**DATA EXCERPTS**
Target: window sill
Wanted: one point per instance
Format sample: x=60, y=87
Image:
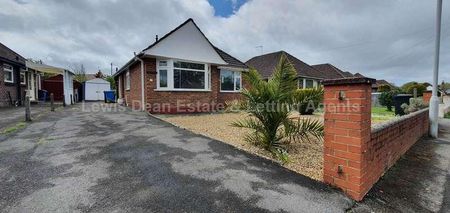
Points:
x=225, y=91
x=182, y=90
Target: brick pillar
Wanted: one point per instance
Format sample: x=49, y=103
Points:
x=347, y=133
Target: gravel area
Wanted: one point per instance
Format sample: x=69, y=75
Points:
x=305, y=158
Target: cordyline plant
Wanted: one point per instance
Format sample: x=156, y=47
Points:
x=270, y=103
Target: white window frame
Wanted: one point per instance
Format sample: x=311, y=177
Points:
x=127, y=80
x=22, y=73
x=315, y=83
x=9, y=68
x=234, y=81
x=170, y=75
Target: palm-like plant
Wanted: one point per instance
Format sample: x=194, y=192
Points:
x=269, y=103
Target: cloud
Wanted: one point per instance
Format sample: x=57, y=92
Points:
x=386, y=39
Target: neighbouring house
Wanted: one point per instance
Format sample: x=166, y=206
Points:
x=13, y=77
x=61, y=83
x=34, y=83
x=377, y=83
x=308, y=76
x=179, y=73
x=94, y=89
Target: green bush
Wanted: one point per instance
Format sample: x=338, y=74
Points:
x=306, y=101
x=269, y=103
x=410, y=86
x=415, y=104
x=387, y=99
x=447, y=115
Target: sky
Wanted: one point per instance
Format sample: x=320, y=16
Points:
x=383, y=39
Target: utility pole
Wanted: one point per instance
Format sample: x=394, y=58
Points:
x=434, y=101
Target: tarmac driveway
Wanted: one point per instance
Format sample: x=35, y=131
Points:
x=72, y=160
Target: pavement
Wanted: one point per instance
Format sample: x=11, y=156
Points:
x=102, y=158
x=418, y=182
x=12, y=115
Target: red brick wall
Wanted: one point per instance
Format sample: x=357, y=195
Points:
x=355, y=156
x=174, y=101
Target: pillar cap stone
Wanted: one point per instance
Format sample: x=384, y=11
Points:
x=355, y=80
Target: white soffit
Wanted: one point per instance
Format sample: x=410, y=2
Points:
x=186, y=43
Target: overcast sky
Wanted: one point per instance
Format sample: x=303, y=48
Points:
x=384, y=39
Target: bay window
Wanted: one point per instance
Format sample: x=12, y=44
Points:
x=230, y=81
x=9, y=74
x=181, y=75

--

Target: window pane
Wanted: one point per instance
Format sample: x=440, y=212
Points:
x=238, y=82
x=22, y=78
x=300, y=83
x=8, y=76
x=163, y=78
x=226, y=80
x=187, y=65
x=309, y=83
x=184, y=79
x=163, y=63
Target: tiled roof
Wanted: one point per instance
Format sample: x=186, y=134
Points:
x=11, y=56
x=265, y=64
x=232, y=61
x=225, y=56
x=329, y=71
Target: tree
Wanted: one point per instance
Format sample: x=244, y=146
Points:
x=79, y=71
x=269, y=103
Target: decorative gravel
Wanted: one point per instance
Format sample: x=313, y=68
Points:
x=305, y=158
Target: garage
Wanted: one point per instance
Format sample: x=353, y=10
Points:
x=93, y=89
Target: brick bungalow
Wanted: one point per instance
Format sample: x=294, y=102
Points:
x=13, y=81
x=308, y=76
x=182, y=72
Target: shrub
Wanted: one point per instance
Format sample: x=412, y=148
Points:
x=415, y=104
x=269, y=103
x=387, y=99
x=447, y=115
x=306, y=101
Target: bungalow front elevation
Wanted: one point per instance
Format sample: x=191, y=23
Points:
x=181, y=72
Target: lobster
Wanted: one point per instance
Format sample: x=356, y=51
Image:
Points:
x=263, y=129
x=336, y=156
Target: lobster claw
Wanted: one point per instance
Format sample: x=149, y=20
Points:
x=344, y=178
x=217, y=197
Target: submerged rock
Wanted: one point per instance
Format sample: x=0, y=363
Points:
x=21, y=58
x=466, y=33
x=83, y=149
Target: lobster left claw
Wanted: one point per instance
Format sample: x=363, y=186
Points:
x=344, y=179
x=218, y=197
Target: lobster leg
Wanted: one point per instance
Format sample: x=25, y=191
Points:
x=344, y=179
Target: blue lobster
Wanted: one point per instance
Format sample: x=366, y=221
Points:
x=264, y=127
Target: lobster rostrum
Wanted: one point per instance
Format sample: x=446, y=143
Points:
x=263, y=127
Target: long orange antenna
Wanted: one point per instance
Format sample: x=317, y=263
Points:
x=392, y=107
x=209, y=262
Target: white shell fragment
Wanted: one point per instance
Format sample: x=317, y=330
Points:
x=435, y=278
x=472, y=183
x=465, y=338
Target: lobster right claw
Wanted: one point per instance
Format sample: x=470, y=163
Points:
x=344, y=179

**EXERCISE DIRECTIONS**
Put the material into a Markdown table with the columns "Index" and "Line", giving each line its own numbered row and skipping blank lines. Begin at the line that has "Target: gravel area" and stop after the line that has "x=186, y=43".

**EXERCISE RESULT**
| Index | Line |
|---|---|
| 1 | Target: gravel area |
| 2 | Wanted: one point per instance |
| 3 | Format sample: x=69, y=75 |
| 4 | Points: |
| 5 | x=305, y=158 |
| 6 | Target: cordyline plant |
| 7 | Wanted: one point per instance |
| 8 | Format sample: x=156, y=47 |
| 9 | Points: |
| 10 | x=270, y=103 |
| 11 | Target: white window frame |
| 12 | Wanted: one point per instance |
| 13 | Format sample: x=311, y=177 |
| 14 | Points: |
| 15 | x=127, y=80 |
| 16 | x=22, y=73 |
| 17 | x=315, y=83 |
| 18 | x=9, y=68 |
| 19 | x=234, y=81 |
| 20 | x=170, y=75 |
| 21 | Target: palm-like plant |
| 22 | Wanted: one point per instance |
| 23 | Format sample: x=194, y=192 |
| 24 | Points: |
| 25 | x=269, y=103 |
| 26 | Target: cloud |
| 27 | Wanted: one point per instance |
| 28 | Format sample: x=57, y=92 |
| 29 | Points: |
| 30 | x=386, y=39 |
| 31 | Target: neighbouring house |
| 32 | Wanted: one point per instance |
| 33 | Format sample: x=166, y=206 |
| 34 | Points: |
| 35 | x=13, y=77 |
| 36 | x=61, y=83 |
| 37 | x=34, y=83 |
| 38 | x=377, y=83 |
| 39 | x=308, y=76 |
| 40 | x=179, y=73 |
| 41 | x=94, y=89 |
| 42 | Target: green bush |
| 43 | Wanted: one point per instance |
| 44 | Format sample: x=338, y=74 |
| 45 | Points: |
| 46 | x=306, y=101 |
| 47 | x=269, y=103 |
| 48 | x=410, y=86 |
| 49 | x=415, y=104 |
| 50 | x=387, y=99 |
| 51 | x=447, y=115 |
| 52 | Target: sky |
| 53 | Wanted: one point per instance |
| 54 | Format sample: x=320, y=16 |
| 55 | Points: |
| 56 | x=383, y=39 |
| 57 | Target: utility pole |
| 58 | Wanted: one point per instance |
| 59 | Format sample: x=394, y=58 |
| 60 | Points: |
| 61 | x=434, y=101 |
| 62 | Target: tarmac driveway |
| 63 | Wanted: one point per instance |
| 64 | Format sample: x=35, y=131 |
| 65 | Points: |
| 66 | x=72, y=160 |
| 67 | Target: pavement |
| 68 | Wanted: one point per instance |
| 69 | Format sample: x=11, y=156 |
| 70 | Points: |
| 71 | x=102, y=158 |
| 72 | x=418, y=182 |
| 73 | x=12, y=115 |
| 74 | Target: red brick wall |
| 75 | Wanted: one point per instance |
| 76 | Format sample: x=357, y=195 |
| 77 | Points: |
| 78 | x=355, y=156 |
| 79 | x=174, y=101 |
| 80 | Target: pillar cap stone |
| 81 | Wanted: one point per instance |
| 82 | Format sample: x=384, y=11 |
| 83 | Points: |
| 84 | x=355, y=80 |
| 85 | Target: white soffit |
| 86 | Wanted: one point per instance |
| 87 | Format sample: x=410, y=2 |
| 88 | Points: |
| 89 | x=186, y=43 |